▸ INSTRUÇÕES DA TAREFA
Responda, com base no texto sobre o amor:
(a) Em quantas partes está dividida a piscina?
(b) Em que parte da piscina têm de aprender os que querem aprender natação?
(c) Com quem não se pode comparar uma pessoa que está a aprender a nadar?

▸ EXCERTO DO TEXTO

Tratado Acerca do Sentimento do Belo e do Sublime
- E quando de repente decidimos amar... –O Amor…
O amor é igual a quando entramos numa piscina, passo a passo estamos a entrar em águas mais profundas. Então a piscina é dividida em duas partes: uma para esses que não sabem nadar, assim a água vai, no máximo, até o pescoço, e a segunda parte para aqueles que podem nadar.
Aqueles que querem aprender natação têm que aprender na primeira parte, que não é para nadadores. É aí que eles têm que aprender! Uma vez a lição aprendida, então lentamente eles terão coragem e entrarão na água mais profunda. Porque, para um nadador, não importa quão profunda a água é; o nadador está sempre na superfície. A água pode ter a profundidade de cem metros, de quinhentos metros, ou de cinco quilómetros, vai dar ao mesmo para o nadador. Só faz diferença para o não – nadador. Além de um metro e setenta, tudo é morte. Mas a piscina é só uma – rasa, funda – ela é só uma; e a linha de limite só é uma linha até que aprendemos a nadar.
Podemos ver esta analogia como um reflexo da nossa insensatez; não admira portanto que ao fim ao cabo estejamos sempre a afogarmo-nos: nunca nos demos ao trabalho de aprender a nadar. Achamos, pela nossa coragem, que simplesmente basta saltar para o lado mais fundo da piscina para que sejamos iluminados, para que consigamos sobreviver, para que saibamos nadar. Porque quando nos atiramos para a parte funda da piscina e deparamo-nos com a realidade: não aprendemos, é um facto. O que acontece depois é óbvio demais para ser explicado: debatemo-nos. E mesmo sem nos apercebermos a primeira coisa que fazemos, devido ao nosso instinto, quando alguém chega perto é puxá-la para baixo de modo a que possamos sobrevir; alguém tem que sobrevir. E no meio da nossa própria incapacidade, e a da outra pessoa também, afogamos alguém, ou somos afogados.
Não se pode comparar uma pessoa que está a aprender a nadar com uma que faz ginástica sincronizada; e todos sabemos como a ginástica sincronizada é bela. Isto remete-nos àquilo que acontece quando, no auge da nossa pretensão, pensamos saber realmente nadar, quando na verdade a única coisa que aprendemos sobre isso foi nos sonhos e nas fábulas e outras histórias de encantar. Algo que poderia ser belo como a capacidade de duas pessoas se manterem numa superfície planando sobre aquilo que seria o problema de multidões, torna-se numa amostra grotesca do que existe de menos bom em nós. É uma lição invariável, mas que recusamos a aprender.

Entradas de anotação de caixas delimitadoras
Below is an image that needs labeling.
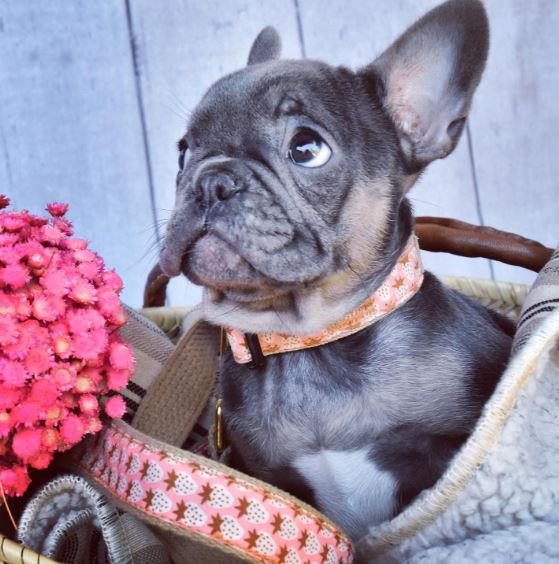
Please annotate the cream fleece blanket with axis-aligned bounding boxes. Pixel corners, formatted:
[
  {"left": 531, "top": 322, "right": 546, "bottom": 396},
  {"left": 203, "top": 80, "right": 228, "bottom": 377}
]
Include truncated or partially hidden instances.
[{"left": 357, "top": 251, "right": 559, "bottom": 564}]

▸ RESPOSTA AO EXERCÍCIO
(a) Em duas partes: uma para quem não sabe nadar, onde a água vai no máximo até ao pescoço, e outra para quem sabe nadar.
(b) Na primeira parte, que não é para nadadores.
(c) Com uma pessoa que faz ginástica sincronizada.